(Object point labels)
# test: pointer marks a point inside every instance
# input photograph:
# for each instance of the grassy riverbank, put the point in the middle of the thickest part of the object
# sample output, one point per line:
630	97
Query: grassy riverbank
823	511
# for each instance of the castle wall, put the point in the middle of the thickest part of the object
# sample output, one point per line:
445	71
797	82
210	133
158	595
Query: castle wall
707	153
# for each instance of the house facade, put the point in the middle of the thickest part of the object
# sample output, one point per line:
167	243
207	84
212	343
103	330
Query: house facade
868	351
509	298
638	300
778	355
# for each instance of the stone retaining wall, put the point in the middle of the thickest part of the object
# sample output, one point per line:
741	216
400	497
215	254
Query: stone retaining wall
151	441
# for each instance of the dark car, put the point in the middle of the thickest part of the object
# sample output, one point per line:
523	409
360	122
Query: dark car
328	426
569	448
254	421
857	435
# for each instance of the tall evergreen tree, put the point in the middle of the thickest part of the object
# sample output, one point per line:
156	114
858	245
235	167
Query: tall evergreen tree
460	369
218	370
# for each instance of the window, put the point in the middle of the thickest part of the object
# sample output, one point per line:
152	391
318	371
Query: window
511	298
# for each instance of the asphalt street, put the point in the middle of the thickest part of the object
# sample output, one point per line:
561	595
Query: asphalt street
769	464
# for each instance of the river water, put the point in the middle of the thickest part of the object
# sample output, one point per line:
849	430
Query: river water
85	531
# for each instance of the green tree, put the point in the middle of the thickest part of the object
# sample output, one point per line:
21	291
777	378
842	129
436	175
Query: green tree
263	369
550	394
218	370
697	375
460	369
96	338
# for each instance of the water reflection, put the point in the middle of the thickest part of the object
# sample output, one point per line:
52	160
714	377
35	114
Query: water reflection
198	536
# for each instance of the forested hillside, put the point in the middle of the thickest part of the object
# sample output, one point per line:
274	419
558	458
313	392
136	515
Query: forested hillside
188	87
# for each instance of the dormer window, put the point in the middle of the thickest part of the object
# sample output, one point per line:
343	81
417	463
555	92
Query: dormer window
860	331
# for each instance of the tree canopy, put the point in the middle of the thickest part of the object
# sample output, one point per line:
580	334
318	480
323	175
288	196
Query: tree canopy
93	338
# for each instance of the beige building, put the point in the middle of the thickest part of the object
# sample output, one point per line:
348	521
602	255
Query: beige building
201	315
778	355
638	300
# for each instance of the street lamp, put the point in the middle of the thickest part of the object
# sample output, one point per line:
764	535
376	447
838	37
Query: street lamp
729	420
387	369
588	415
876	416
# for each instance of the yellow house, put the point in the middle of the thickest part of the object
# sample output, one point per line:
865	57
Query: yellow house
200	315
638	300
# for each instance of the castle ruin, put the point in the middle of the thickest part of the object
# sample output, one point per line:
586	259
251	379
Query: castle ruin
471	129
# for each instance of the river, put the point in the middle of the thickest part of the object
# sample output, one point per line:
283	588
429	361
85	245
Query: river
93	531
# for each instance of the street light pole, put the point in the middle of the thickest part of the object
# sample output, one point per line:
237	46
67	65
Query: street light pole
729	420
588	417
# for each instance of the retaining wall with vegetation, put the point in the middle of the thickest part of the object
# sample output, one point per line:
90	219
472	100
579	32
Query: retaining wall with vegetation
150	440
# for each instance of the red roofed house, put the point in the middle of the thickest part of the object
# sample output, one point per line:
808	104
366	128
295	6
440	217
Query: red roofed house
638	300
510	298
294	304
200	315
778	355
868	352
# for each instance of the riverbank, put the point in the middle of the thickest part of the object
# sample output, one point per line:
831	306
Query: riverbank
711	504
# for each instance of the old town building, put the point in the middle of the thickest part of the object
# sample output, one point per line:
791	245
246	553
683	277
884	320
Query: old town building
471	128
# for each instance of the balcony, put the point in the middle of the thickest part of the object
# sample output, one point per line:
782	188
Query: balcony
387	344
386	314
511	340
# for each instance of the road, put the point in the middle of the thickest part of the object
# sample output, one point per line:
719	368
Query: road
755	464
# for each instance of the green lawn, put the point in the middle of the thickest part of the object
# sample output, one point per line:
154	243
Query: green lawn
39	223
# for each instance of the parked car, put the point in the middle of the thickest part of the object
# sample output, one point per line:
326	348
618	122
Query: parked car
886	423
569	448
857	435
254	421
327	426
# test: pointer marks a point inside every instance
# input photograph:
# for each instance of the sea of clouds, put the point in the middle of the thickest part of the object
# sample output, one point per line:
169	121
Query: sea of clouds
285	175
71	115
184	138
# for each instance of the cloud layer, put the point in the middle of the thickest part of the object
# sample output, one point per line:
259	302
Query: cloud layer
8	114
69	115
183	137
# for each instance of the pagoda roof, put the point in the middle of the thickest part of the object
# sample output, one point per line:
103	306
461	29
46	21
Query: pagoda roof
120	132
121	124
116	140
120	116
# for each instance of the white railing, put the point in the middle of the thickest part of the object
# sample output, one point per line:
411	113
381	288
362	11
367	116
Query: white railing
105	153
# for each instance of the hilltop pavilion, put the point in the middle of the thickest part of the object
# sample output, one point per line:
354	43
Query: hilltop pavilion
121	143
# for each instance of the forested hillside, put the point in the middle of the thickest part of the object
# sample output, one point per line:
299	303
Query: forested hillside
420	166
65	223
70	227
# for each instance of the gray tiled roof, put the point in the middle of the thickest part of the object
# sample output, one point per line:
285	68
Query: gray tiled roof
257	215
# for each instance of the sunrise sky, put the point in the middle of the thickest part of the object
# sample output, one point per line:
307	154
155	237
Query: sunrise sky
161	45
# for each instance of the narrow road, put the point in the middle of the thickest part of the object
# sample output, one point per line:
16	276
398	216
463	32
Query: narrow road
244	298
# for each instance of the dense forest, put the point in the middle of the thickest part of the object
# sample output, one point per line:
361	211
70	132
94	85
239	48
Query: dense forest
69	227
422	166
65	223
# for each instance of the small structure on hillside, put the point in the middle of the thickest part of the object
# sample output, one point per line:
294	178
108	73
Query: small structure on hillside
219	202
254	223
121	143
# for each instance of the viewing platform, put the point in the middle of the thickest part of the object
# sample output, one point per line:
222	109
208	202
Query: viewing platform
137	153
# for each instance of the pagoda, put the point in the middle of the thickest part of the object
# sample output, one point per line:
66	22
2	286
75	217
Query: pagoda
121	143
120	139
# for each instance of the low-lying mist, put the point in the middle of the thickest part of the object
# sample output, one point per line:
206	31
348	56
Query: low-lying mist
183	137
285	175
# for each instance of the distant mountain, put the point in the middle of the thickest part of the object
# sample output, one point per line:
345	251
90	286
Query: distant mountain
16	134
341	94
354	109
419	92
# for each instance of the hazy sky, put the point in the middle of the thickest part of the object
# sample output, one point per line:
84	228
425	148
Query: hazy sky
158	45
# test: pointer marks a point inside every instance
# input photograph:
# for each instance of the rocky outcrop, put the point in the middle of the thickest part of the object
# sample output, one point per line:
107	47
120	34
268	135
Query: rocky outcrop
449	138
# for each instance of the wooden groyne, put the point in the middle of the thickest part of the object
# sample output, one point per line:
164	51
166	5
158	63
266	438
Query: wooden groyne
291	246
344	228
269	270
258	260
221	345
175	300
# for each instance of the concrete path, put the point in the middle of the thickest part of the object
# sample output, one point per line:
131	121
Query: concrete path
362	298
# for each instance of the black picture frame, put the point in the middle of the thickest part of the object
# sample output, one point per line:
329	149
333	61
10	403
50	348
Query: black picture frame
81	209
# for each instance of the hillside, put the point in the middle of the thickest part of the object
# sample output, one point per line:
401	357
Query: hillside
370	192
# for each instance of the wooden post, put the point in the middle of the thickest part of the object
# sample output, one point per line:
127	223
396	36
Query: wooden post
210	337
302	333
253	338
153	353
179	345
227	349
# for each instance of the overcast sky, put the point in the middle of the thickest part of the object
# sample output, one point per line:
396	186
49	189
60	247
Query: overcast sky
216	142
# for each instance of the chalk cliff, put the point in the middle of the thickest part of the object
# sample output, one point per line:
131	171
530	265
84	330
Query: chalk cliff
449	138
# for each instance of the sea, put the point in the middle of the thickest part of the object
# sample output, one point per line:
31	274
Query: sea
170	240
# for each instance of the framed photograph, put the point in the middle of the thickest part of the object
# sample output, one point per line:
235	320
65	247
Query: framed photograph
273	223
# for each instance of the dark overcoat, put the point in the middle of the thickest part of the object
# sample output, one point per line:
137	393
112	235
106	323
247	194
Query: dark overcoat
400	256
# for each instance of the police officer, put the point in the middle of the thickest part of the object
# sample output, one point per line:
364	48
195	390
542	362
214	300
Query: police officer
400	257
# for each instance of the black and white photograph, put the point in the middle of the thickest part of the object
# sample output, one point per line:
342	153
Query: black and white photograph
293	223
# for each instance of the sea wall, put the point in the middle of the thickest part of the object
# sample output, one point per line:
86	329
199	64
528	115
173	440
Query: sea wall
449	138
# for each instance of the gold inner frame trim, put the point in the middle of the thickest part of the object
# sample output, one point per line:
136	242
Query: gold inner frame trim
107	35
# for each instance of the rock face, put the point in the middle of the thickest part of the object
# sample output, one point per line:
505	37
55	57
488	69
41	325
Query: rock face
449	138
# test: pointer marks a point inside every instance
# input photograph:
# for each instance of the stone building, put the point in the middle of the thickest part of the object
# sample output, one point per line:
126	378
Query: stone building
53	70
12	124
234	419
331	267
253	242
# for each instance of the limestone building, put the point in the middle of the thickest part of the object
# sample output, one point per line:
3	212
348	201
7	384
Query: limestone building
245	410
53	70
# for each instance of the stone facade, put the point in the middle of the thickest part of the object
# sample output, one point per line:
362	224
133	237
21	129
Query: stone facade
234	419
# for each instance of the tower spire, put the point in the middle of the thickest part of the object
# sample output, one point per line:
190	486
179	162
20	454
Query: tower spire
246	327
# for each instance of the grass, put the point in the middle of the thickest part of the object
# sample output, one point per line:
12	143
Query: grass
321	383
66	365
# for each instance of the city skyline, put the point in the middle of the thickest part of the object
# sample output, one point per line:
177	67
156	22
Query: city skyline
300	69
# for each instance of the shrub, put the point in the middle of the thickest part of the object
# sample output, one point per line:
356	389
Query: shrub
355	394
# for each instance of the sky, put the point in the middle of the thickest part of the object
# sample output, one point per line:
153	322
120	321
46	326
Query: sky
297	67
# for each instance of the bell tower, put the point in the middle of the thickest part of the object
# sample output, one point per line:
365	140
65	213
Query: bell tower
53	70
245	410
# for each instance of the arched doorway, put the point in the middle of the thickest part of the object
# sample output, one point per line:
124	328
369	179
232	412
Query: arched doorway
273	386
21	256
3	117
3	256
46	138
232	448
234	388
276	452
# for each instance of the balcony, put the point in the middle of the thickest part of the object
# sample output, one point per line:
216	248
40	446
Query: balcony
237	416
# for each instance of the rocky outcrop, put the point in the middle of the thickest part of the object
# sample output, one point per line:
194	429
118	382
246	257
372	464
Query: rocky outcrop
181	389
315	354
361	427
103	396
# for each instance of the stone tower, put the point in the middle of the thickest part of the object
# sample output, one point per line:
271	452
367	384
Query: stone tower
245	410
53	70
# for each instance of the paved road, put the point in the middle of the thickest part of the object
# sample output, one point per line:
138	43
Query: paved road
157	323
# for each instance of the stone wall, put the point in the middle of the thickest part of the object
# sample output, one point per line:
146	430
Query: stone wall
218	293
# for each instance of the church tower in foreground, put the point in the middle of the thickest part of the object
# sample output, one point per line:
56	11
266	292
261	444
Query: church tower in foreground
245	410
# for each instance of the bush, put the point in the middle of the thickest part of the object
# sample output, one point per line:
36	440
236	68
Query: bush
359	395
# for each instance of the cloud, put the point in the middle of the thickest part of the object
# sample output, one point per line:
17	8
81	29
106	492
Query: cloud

## Given exercise:
Nothing but the lines from the one with "# for each instance of the paved" through the last line should be repeated, each exactly as it stands.

## Exercise response:
# for each instance of the paved road, put the point in the middle of the thickest part of the object
# sample output, one point per line:
138	43
Query: paved road
157	323
# for each instance of the stone wall, put the point in the middle of the thickest part of the object
# sample output, one point per line:
146	430
Query: stone wall
218	293
# for each instance of the church tower in foreground, put the point in the middle of the thickest part of the object
# sample output, one point per line:
56	11
266	292
261	444
Query: church tower in foreground
245	410
# for each instance of the bush, put the point in the middle of the thickest part of the object
# sample output, one point per line:
36	440
236	68
Query: bush
359	395
# for each instance of the cloud, put the point in the middle of the thickest part of the object
# sample output, one point per line:
17	8
81	29
106	492
Query: cloud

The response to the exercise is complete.